***** DOCUMENT SECTION

U.S. Army veteran Harold Ahrendt talks about his military service during WWII. Approaching the century mark, Ahrendt is to be the guest of honor at an Oct. 15 reception hosted by the American Legion 1980.

Distinguished by his service for the U.S. Army in WWII, Harold Ahrendt of Woodland Park will be honored by the American Legion Post 1980 with a reception Oct. 15.

A few days shy of his 100th birthday, Ahrendt looks back on those early days.

“I was inducted into the Army in 1942,” he said. Part of the 8th Armored Division, Ahrendt began his military career at Fort Polk, La., and served the next two years on stateside duty.

Talking about his service during the war, Ahrendt offers a history lesson that includes two of the war’s great leaders who ultimately oversaw the surrender of troops in Germany and the Netherlands.

**********
***** EXTRACTED INFORMATION

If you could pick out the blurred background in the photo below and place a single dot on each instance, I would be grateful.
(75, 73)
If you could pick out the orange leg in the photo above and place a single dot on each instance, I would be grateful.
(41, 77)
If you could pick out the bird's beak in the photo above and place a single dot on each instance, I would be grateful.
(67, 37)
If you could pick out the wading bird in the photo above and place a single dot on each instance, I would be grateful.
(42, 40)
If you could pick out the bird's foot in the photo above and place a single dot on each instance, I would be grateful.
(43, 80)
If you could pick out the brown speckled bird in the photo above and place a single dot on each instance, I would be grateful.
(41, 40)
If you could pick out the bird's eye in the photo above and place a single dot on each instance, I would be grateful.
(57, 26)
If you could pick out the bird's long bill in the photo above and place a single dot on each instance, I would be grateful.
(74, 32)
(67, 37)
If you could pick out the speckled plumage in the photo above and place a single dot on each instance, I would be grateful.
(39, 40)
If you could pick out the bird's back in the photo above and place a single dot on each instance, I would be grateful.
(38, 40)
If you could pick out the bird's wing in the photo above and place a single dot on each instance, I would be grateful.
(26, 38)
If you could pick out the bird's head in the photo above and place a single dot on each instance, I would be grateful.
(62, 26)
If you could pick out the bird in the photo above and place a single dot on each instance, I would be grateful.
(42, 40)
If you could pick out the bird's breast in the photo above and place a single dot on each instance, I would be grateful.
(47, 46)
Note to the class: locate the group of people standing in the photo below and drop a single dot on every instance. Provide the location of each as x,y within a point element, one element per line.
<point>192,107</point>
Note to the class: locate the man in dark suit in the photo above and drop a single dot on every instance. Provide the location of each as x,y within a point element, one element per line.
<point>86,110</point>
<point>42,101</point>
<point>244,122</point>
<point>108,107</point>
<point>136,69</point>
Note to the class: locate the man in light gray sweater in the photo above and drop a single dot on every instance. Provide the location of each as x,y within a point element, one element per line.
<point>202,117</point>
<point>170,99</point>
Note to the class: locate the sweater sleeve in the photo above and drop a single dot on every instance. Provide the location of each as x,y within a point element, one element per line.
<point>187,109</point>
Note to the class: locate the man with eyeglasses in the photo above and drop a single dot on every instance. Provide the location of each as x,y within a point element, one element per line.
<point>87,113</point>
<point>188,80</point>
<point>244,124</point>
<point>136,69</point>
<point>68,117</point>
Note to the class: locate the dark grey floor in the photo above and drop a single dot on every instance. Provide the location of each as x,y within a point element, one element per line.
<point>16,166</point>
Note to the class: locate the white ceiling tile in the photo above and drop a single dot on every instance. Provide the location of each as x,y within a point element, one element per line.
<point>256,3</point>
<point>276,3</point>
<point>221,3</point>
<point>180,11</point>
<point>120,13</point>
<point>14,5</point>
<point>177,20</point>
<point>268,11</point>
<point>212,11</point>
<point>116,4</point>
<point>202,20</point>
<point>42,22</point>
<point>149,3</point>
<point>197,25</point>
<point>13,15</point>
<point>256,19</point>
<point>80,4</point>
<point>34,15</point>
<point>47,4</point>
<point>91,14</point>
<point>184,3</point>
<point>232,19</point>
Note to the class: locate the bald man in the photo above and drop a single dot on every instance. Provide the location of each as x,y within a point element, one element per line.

**********

> [APPLY WHAT YOU READ]
A - According to the article about Harold Ahrendt, which Army division was he part of?
B - Resume the article about Harold Ahrendt's World War II service, starting after its final sentence.

> [RESULTS FOR EACH TASK]
A - The 8th Armored Division.

B -
After leaving the states, Ahrendt and the 8th division were sent to Europe. “We crossed into France on New Year’s Day in 1945,” he said. “We served under Gen. George Patton and then we were transferred under Montgomery in Holland.”

British Field Marshal Bernard Montgomery (known as “Monty”) and his troops left Holland and crossed into Germany where they stayed until January 1946, when the war was over.

While conditions were miserable during the war, he recalls only a few of them. “Looking at a map now I see lots of names of towns that look familiar,” he said. “I feel I should know them but have no recollection of where we were or what we did. I saw a lot of slave labor camps.”

The division spent the last six weeks of the war in Germany. “We moved into Czechoslovakia to prepare for duty in Japan,” he said. “But then Japan surrendered, and the division was broken up.”

He retired from the Army as a technical sergeant and returned home to Sioux City, Iowa.

Over the years, he opened two successful Coast-to-Coast stores in Iowa and Minnesota, switched careers and spent 18 years in the insurance business.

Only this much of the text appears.